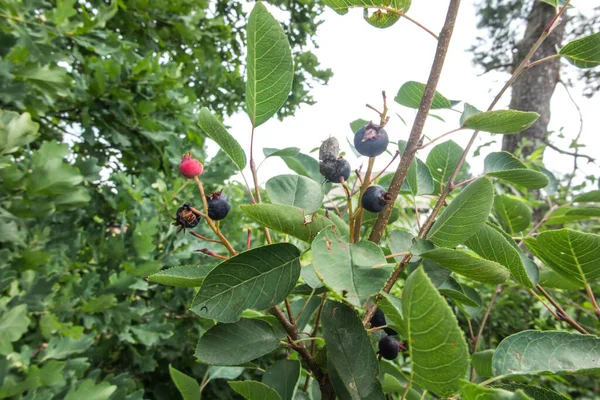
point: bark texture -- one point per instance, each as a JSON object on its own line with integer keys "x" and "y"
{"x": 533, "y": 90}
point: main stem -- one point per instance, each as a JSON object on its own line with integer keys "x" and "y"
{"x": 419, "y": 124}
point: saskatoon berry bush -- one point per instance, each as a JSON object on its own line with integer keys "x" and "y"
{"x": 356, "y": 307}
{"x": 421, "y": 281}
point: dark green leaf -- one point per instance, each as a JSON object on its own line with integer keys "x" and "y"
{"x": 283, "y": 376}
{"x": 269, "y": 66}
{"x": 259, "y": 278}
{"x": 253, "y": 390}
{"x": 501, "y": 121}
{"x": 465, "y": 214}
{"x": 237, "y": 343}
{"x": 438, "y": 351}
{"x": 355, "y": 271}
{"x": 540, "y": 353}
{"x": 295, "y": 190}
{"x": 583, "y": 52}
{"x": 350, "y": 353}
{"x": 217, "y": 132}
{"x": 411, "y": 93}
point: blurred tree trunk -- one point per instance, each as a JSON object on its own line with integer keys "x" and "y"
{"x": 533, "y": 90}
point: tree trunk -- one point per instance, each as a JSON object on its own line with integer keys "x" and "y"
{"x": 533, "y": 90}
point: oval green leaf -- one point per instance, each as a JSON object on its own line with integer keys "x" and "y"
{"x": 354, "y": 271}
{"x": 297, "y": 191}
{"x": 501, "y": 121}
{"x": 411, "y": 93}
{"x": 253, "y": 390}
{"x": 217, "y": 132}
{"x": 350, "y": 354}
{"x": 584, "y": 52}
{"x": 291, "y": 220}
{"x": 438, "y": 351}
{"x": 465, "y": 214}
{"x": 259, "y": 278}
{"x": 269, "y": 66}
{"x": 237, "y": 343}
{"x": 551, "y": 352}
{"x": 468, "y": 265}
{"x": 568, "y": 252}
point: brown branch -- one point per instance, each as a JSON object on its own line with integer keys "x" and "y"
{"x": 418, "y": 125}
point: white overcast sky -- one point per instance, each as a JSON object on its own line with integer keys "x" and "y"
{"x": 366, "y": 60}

--

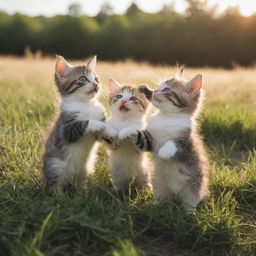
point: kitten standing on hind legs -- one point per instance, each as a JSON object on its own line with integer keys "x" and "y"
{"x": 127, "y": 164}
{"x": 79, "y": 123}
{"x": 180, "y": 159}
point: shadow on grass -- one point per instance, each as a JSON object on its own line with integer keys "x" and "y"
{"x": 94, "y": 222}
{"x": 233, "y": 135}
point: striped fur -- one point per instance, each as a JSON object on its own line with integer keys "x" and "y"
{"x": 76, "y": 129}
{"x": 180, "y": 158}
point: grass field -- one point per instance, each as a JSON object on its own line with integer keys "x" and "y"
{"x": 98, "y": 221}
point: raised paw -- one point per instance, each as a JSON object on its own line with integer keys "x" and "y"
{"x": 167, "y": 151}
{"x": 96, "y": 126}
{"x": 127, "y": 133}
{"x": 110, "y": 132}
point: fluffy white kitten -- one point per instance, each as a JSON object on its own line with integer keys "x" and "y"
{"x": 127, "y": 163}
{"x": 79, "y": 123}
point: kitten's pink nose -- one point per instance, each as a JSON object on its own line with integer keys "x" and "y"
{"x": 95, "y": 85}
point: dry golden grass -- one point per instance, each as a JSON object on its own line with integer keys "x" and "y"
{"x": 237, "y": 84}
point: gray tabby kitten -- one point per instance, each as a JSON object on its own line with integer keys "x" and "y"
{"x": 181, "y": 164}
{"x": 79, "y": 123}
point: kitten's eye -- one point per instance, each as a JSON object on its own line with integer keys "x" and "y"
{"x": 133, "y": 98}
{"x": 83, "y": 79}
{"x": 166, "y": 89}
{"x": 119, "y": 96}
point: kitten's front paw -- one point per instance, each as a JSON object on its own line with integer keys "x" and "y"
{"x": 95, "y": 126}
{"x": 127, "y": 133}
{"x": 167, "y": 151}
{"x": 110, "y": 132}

▶ _Stated task_:
Count the lines in the material above that contain the string "tree", treating uppercase and lowercase letters as different. Reply with the number only.

▶ _Task solution_:
2